_Problem_:
Could you switch "single-point marking" to "point annotation" throughout the material below and return it with everything else left as it is?
-- start Source records --
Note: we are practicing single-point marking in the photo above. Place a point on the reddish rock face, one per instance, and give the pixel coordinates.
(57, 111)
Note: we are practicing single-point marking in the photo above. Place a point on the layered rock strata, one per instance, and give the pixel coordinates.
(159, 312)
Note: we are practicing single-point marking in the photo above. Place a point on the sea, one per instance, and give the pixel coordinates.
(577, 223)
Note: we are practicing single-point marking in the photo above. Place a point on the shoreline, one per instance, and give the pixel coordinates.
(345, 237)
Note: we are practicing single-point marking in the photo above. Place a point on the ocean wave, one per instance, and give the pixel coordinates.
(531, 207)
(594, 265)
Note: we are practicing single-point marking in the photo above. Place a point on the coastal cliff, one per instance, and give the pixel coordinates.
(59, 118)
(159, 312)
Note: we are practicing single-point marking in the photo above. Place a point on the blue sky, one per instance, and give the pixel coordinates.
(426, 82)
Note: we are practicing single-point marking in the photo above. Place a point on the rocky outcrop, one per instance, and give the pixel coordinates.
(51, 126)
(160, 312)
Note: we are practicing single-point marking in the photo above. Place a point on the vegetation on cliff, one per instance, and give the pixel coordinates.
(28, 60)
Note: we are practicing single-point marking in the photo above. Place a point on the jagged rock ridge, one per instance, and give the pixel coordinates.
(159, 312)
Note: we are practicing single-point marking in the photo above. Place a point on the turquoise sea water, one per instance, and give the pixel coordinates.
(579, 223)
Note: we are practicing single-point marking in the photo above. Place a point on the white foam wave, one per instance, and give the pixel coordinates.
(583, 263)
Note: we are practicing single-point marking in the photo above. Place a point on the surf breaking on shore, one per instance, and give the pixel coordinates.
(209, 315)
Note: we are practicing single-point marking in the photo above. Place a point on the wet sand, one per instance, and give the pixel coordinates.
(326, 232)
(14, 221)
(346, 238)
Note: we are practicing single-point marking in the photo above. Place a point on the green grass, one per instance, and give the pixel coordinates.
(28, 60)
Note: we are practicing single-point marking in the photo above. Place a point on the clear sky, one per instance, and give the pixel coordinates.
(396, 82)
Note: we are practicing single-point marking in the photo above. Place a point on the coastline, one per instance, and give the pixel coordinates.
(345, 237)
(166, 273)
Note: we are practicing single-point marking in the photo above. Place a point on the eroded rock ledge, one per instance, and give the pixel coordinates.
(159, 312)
-- end Source records --
_Task response_:
Note: we are practicing point annotation in the photo above. Place a point on the reddish rock face, one per instance, and give the pixel coordinates.
(57, 111)
Note: we are practicing point annotation in the photo above. Place a point on the layered rock strata, one per instance, and give the pixel coordinates.
(159, 312)
Note: we are practicing point annotation in the photo above. Place a point on the sea, one per instance, and give the pixel coordinates.
(577, 223)
Note: we are practicing point annotation in the photo above. Place a point on the shoreline, one per instance, and give the pixel coordinates.
(345, 237)
Note: we are practicing point annotation in the photo above. Place a point on the ocean wave, one per instance, and give the pixel coordinates.
(531, 207)
(594, 265)
Note: we are practicing point annotation in the photo above. Place a point on the coastal cliff, one per instance, and give the pixel coordinates.
(59, 118)
(159, 312)
Note: we are practicing point annotation in the photo above. Place a point on the blue sky, one per instance, and give the pixel coordinates.
(426, 82)
Note: we are practicing point annotation in the photo above. Place a point on the rocky outcrop, one per instance, and give the pixel coordinates.
(51, 126)
(160, 312)
Note: we are practicing point annotation in the photo above. Place a point on the vegetation on cliff, one per instance, and give the pixel coordinates.
(28, 60)
Note: we are practicing point annotation in the photo above. Place a point on the jagged rock ridge, one per instance, and give the pixel coordinates.
(159, 312)
Note: we are practicing point annotation in the photo above. Place a point on the turquoise sea water, one per instance, and give the pixel coordinates.
(579, 223)
Note: we are practicing point annotation in the photo above. Place a point on the white foam wave, one per instance, and give the pixel coordinates.
(583, 263)
Note: we are practicing point annotation in the photo above. Place a point on the surf breaking on shore, one per instance, and give the pixel coordinates.
(209, 315)
Note: we are practicing point annotation in the photo above. Place a point on the wet sand, one per instance, and give the pixel coordinates.
(326, 232)
(14, 221)
(346, 238)
Note: we are practicing point annotation in the photo above. Place a point on the green grass, one per instance, and give the pixel coordinates.
(28, 60)
Note: we are practicing point annotation in the photo above. Place a point on the clear sky, one per instance, and give the pixel coordinates.
(396, 82)
Note: we are practicing point annotation in the photo above. Place a point on the coastline, one per instance, and give the pixel coordinates.
(345, 237)
(166, 273)
Note: we are practicing point annotation in the photo above. Place a point on the eroded rock ledge, one per instance, and give the pixel coordinates.
(159, 312)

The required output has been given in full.